§ **THE PROBLEM**: Your task is to copy the lines from the line containing "Target: climber in orange helmet" through the end of the listing below, both included, without any pictures.

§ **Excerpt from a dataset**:

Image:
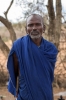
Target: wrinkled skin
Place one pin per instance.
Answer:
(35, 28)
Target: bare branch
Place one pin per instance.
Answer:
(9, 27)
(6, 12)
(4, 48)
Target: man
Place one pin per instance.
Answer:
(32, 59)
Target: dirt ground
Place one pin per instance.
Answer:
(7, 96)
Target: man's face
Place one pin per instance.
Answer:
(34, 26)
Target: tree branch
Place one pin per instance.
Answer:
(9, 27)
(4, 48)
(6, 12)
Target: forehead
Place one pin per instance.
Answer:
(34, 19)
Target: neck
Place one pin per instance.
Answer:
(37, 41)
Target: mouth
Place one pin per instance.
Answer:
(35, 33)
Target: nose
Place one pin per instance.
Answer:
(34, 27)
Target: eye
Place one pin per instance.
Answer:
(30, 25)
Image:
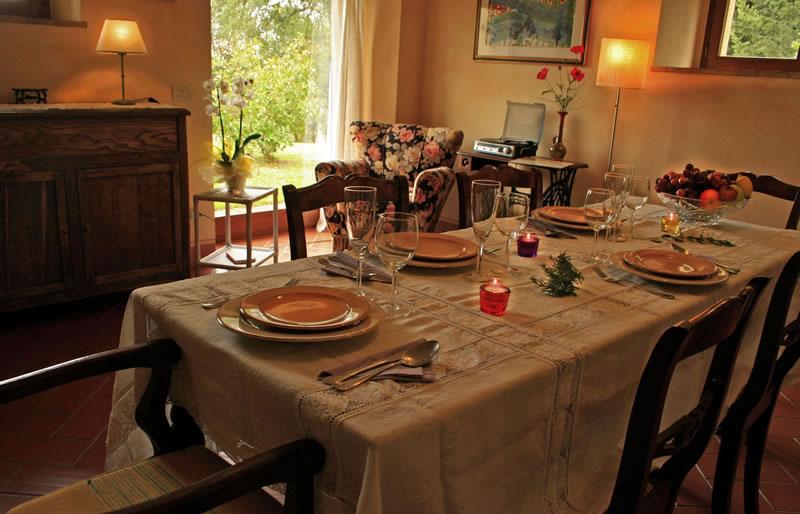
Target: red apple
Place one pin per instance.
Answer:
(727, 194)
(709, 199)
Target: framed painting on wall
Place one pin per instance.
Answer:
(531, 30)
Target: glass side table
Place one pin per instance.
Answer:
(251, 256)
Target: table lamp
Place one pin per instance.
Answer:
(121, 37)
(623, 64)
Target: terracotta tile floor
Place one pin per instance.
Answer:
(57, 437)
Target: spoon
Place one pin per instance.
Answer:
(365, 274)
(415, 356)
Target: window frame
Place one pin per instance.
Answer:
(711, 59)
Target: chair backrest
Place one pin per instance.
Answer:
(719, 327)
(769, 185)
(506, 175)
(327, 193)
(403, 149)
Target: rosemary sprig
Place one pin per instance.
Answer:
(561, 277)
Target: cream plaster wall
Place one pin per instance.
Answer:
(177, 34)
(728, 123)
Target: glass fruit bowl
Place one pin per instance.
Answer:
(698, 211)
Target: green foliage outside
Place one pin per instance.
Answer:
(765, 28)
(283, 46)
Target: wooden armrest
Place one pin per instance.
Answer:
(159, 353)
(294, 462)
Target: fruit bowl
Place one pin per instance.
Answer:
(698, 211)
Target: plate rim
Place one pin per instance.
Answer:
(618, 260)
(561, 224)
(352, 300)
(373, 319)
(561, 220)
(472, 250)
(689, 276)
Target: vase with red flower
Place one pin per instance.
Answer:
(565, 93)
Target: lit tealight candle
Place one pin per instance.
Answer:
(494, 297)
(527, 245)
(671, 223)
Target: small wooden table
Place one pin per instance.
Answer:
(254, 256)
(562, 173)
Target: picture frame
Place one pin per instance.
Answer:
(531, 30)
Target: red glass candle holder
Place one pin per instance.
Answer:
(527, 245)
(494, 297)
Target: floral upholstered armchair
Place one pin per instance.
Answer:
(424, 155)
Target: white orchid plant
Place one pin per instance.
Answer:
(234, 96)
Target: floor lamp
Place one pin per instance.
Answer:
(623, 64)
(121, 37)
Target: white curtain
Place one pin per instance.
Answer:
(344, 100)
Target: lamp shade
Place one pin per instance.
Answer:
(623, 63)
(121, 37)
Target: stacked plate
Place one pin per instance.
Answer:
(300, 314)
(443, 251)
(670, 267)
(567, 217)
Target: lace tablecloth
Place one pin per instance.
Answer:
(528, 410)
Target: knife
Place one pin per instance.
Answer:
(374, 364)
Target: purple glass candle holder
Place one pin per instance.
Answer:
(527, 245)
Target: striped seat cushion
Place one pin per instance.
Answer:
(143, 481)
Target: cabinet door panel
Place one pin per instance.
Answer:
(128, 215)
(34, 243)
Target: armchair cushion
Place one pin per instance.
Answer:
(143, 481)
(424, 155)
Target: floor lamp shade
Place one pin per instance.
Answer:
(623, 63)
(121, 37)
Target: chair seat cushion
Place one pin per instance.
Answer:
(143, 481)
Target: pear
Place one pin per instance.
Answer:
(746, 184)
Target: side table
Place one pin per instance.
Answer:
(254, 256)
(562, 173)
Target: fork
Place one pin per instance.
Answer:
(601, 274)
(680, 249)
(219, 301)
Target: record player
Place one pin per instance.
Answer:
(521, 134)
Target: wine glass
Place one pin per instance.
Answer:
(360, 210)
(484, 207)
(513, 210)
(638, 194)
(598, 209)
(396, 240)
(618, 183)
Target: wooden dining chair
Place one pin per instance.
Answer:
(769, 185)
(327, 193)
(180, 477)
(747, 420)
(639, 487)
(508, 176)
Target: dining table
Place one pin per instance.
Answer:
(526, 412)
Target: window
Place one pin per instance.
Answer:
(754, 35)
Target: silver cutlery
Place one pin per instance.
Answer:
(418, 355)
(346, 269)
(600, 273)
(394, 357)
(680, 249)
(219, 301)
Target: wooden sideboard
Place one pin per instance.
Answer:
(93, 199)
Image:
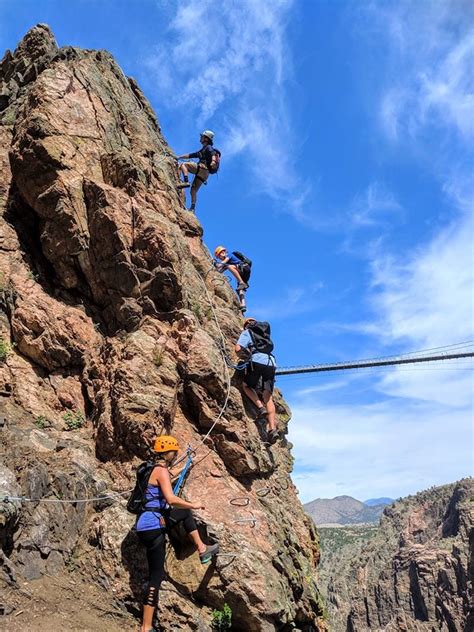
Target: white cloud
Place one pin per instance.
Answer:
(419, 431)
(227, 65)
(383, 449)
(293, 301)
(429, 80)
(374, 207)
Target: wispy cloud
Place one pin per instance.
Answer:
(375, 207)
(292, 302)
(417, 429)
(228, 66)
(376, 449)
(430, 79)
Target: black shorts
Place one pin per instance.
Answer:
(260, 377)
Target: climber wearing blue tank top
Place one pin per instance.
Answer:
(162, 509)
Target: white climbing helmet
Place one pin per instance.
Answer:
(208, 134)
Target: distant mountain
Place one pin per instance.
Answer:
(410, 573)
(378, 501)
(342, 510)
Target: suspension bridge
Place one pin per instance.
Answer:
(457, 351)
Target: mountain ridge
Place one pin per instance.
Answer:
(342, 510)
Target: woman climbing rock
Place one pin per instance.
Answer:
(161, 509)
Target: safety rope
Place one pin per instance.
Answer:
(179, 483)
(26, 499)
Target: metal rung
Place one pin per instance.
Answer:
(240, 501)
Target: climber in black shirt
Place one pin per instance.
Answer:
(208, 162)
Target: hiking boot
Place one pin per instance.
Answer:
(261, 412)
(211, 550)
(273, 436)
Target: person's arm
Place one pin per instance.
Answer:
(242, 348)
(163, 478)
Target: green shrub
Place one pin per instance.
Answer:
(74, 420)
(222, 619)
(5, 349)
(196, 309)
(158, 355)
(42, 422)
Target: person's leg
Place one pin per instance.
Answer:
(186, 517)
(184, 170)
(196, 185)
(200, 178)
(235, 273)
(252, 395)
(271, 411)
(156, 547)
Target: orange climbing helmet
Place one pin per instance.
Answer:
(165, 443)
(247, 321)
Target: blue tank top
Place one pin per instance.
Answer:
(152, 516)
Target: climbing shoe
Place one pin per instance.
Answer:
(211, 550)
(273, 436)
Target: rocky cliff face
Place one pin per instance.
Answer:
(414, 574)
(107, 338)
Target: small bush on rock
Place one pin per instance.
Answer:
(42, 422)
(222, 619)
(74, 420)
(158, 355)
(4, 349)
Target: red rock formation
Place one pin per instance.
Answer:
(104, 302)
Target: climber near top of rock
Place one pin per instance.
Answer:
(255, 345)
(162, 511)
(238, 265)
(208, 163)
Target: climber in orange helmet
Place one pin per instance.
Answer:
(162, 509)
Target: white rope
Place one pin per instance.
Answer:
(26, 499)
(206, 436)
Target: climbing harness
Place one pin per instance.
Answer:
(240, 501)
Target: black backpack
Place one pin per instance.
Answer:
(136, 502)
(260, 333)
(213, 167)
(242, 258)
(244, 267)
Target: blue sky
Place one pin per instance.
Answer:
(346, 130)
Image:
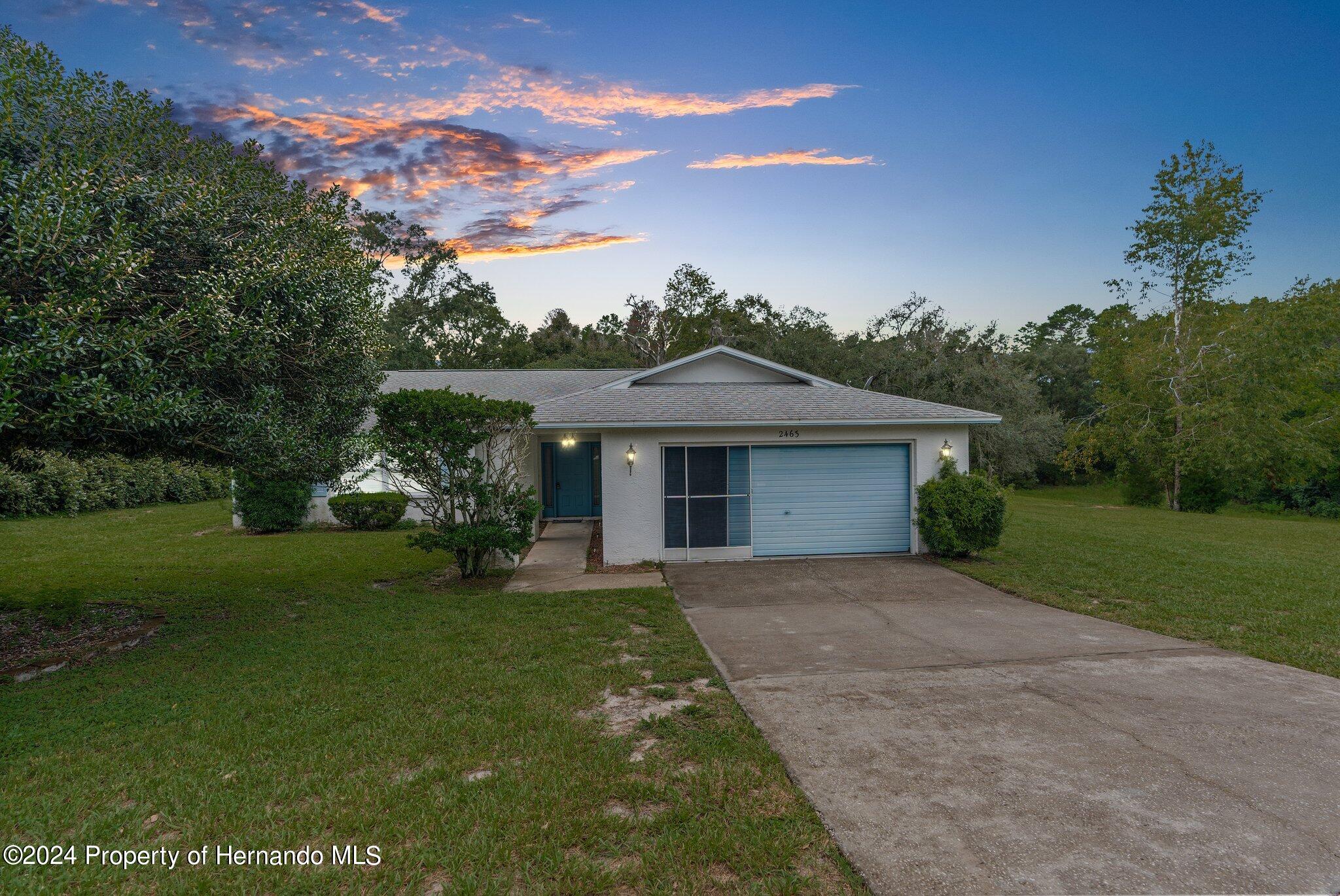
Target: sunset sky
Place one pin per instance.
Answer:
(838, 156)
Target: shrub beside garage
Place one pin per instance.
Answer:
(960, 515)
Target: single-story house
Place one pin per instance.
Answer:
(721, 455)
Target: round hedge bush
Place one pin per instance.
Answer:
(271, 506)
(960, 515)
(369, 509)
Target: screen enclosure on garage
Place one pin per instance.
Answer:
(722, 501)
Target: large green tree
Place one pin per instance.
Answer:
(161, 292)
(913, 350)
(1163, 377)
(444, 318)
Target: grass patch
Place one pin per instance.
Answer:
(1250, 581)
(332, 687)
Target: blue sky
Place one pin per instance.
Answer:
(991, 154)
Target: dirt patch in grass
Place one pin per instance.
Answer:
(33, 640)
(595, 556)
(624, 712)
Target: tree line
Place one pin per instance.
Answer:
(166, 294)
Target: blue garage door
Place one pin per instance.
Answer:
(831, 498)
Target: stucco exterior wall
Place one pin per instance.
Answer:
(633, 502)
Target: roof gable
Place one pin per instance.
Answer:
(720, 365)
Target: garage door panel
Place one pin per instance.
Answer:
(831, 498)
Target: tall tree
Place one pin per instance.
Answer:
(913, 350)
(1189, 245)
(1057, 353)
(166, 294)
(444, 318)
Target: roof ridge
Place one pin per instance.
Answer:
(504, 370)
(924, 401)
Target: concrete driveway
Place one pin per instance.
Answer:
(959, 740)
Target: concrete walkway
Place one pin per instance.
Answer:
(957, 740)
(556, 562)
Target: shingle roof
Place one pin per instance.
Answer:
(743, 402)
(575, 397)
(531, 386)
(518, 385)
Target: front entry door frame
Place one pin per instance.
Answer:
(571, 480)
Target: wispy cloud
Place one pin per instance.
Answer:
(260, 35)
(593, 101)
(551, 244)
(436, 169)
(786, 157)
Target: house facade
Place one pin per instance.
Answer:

§ **CORRECT OUTPUT**:
Target: climber in orange helmet
Place one pin per instance.
Answer:
(162, 509)
Target: white rope
Place one pin per instance.
Answer:
(26, 499)
(206, 436)
Target: climbing harness
Place one pin per instance.
Answer:
(240, 501)
Target: black backpack
Place one pin per instance.
Answer:
(136, 502)
(260, 333)
(213, 167)
(242, 258)
(244, 267)
Target: blue sky
Place one pin per instance.
Answer:
(346, 130)
Image:
Target: sunset sky
Place one pin per instance.
Answer:
(838, 156)
Target: shrub beside garage
Place one pin per instance.
Answer:
(960, 515)
Target: single-story house
Place one pin per instance.
Answer:
(721, 455)
Target: round hedge bush
Place one pin per instance.
Answer:
(271, 506)
(960, 515)
(369, 509)
Target: screen enclosure on garage
Place one pin per instance.
Answer:
(722, 501)
Target: large green tree
Place one pin per instance.
Answer:
(161, 292)
(913, 350)
(1163, 377)
(444, 318)
Target: grass patch
Place one pin per instance.
Answer:
(1250, 581)
(332, 687)
Target: blue sky
Place one pin per instance.
Answer:
(991, 154)
Target: dirt patch in grass
Place one pin per instance.
Answer:
(33, 640)
(595, 556)
(624, 712)
Target: tree line
Place one pin per instance.
Answer:
(166, 294)
Target: blue garage door
Place one pin per instance.
Answer:
(831, 498)
Target: stucco exterior wall
Place one pin per instance.
Answer:
(633, 502)
Target: roof gable
Place one pin per instance.
Answer:
(720, 365)
Target: garage door panel
Place one pin per instance.
Answer:
(831, 498)
Target: tall tree
Place one pin per instance.
Answer:
(913, 350)
(1189, 245)
(1057, 353)
(166, 294)
(444, 318)
Target: roof ridge
Place one pin per instance.
Answer:
(504, 370)
(924, 401)
Target: concrete driveway
Place one pin per instance.
Answer:
(959, 740)
Target: concrete walkway
Place one pin per instance.
Answer:
(957, 740)
(556, 562)
Target: shingle roof
Place one pin per instance.
Answer:
(743, 402)
(575, 397)
(531, 386)
(518, 385)
Target: front entry door frame
Place one pin per instance.
Answer:
(571, 480)
Target: wispy cloud
Place one pin per instance.
Answer:
(260, 35)
(593, 101)
(551, 244)
(436, 169)
(786, 157)
Target: house facade
Place one pin per instance.
Answer:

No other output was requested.